Find every line in the records below that contains the word "base", and copy each of those lines.

□ □ □ □

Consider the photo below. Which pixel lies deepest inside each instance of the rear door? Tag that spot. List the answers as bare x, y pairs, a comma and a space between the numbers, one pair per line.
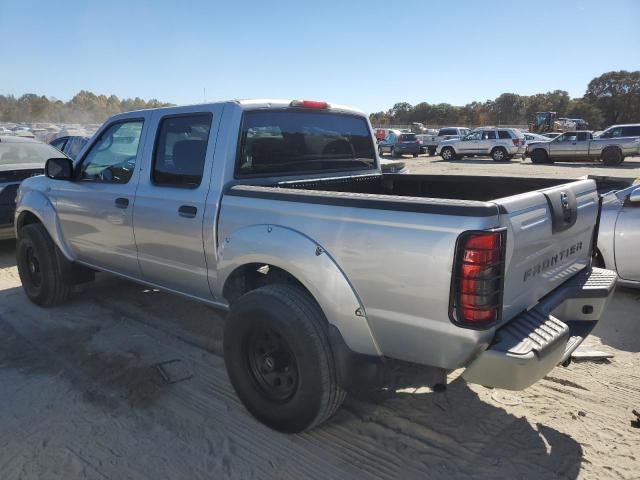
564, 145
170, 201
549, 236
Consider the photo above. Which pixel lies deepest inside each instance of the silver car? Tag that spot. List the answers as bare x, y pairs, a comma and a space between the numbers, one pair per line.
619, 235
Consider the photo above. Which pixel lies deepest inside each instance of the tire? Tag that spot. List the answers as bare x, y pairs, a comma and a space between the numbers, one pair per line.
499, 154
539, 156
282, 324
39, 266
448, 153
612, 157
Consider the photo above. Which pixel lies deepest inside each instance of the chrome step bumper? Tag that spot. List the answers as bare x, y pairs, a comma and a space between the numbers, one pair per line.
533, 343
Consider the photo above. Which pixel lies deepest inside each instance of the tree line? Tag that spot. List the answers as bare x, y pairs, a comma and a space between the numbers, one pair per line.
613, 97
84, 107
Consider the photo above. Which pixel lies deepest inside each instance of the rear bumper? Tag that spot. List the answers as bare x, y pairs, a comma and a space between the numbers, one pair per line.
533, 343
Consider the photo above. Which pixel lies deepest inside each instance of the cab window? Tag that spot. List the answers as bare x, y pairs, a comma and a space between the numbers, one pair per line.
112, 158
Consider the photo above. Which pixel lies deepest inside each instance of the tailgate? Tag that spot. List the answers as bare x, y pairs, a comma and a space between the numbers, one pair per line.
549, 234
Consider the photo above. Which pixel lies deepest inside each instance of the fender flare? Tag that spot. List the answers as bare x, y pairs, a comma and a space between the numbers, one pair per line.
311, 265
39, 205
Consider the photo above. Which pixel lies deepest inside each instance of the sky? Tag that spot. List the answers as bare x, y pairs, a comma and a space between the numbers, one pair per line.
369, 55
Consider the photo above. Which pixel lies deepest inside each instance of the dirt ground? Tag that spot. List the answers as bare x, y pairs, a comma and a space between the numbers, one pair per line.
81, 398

□ □ □ □

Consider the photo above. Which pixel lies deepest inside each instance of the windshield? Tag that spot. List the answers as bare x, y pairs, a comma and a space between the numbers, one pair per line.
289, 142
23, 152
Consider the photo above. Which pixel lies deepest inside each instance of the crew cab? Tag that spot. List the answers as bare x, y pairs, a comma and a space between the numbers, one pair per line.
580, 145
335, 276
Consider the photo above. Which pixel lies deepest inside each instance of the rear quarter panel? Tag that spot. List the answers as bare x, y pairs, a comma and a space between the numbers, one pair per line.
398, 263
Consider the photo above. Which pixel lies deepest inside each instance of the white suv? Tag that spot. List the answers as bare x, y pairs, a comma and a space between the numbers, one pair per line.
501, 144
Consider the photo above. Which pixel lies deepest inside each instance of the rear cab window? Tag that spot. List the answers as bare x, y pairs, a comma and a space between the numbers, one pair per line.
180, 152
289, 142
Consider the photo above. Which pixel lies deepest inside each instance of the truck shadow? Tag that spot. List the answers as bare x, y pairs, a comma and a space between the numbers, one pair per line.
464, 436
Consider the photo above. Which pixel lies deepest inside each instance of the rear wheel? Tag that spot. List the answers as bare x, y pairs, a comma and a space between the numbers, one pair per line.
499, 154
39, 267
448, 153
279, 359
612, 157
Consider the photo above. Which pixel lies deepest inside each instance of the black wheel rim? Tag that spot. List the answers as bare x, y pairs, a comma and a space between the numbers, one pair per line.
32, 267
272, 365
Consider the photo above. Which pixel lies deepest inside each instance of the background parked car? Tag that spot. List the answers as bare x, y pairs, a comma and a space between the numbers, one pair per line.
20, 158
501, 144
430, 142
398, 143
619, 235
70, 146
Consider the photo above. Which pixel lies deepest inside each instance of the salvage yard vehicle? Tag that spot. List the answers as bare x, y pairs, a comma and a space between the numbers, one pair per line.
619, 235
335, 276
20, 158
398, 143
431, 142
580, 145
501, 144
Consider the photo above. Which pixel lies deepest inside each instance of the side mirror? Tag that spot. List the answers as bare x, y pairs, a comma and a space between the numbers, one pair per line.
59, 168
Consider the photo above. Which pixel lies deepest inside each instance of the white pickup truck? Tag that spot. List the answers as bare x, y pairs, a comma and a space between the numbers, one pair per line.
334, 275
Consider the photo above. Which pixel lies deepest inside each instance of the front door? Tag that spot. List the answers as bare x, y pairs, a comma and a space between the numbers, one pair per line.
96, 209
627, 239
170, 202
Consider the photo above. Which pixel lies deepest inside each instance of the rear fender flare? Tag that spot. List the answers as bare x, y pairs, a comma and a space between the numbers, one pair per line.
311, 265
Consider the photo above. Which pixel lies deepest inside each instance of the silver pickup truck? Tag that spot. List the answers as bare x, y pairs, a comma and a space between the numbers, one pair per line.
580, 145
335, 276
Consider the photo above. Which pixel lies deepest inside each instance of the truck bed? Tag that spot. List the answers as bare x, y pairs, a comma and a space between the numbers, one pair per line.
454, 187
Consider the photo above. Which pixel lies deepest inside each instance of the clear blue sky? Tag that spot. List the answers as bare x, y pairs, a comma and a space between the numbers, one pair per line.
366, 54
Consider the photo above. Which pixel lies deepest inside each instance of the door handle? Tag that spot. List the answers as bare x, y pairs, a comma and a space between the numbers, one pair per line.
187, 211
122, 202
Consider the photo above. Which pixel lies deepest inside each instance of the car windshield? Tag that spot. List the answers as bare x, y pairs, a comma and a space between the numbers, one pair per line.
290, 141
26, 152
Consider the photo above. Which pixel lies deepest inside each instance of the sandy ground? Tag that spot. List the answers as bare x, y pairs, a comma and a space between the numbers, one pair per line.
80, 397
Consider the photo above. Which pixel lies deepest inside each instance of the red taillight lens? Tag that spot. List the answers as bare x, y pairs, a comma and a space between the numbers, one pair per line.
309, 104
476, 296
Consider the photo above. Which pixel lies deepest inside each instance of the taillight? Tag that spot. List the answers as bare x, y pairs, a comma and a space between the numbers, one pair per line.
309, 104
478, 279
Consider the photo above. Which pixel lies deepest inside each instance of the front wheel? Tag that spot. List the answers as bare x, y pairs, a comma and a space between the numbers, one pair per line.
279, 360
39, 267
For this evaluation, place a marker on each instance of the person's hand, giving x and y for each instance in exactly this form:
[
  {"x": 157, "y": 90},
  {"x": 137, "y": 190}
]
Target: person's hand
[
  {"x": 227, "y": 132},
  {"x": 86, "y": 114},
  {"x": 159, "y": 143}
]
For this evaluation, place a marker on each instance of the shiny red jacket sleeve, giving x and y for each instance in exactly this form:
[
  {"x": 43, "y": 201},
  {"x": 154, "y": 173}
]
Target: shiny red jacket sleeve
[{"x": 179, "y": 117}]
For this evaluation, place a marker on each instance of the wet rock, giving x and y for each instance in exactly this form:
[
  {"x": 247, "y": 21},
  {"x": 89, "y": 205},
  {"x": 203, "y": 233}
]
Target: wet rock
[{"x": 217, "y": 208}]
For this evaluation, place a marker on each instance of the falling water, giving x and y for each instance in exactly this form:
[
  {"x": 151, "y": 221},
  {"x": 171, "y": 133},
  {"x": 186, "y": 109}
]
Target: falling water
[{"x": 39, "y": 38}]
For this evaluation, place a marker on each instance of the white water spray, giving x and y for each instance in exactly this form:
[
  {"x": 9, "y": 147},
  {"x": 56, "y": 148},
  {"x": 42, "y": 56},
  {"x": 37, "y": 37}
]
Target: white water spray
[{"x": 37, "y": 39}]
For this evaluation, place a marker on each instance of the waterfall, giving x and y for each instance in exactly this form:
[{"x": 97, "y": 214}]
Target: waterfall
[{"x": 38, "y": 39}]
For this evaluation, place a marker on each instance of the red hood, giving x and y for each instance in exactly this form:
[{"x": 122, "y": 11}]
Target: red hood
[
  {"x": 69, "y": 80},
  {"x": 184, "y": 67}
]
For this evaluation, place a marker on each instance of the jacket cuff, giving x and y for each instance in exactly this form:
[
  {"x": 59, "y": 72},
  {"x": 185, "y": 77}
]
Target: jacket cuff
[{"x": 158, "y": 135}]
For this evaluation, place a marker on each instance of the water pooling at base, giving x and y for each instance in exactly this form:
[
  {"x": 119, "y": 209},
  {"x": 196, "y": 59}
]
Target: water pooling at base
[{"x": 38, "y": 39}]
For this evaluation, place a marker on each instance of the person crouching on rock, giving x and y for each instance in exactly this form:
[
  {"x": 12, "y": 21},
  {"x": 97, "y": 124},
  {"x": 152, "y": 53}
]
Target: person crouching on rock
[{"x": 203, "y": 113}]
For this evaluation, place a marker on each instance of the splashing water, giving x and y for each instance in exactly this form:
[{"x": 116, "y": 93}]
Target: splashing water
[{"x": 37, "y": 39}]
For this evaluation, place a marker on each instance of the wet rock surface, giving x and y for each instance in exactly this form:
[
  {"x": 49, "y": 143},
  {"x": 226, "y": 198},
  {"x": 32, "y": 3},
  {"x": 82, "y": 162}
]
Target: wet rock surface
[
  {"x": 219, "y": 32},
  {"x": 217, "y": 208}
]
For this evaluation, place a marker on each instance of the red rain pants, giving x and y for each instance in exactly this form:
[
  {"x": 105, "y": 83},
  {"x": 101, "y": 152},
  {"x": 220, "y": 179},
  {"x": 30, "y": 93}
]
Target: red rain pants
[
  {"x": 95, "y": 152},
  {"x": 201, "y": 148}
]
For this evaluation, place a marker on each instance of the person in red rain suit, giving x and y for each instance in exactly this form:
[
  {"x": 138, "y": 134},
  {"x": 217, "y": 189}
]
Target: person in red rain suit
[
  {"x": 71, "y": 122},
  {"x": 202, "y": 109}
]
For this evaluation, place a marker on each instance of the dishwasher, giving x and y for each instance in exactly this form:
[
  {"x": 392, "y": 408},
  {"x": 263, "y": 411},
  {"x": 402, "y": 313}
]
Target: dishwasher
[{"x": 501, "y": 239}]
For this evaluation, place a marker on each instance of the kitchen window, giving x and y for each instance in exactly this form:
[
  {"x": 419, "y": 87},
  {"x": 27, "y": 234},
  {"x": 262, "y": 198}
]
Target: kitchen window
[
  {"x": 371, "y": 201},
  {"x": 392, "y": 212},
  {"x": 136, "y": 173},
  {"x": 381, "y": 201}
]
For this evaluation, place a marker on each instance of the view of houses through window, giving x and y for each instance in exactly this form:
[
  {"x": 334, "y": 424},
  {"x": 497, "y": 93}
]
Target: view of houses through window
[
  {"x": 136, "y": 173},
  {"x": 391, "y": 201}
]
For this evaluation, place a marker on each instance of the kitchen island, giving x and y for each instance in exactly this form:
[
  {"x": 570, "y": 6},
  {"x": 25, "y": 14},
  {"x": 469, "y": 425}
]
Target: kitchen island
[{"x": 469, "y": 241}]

□ □ □ □

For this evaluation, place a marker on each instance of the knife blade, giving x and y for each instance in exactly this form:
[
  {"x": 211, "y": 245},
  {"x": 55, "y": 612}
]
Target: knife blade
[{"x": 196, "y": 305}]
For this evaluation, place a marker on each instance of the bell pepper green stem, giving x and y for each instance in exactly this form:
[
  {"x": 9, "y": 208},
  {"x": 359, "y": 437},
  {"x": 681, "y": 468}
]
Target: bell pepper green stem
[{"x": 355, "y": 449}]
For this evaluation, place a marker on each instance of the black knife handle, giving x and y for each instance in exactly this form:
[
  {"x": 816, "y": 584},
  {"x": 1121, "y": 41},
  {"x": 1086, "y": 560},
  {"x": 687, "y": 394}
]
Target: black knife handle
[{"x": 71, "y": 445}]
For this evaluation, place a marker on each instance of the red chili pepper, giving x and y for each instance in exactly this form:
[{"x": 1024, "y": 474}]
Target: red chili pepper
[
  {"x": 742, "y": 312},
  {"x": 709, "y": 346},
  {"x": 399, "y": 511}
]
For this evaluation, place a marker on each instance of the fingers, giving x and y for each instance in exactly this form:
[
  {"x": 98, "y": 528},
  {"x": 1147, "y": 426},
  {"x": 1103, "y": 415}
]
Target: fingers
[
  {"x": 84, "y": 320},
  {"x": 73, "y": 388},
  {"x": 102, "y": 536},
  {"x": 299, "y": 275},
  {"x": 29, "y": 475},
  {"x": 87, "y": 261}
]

□ □ □ □

| EXERCISE SOLUTION |
For this evaluation, place a marker on each instance of the water pooling at base, giving x and y for each instance in exactly this form:
Target: water pooling at base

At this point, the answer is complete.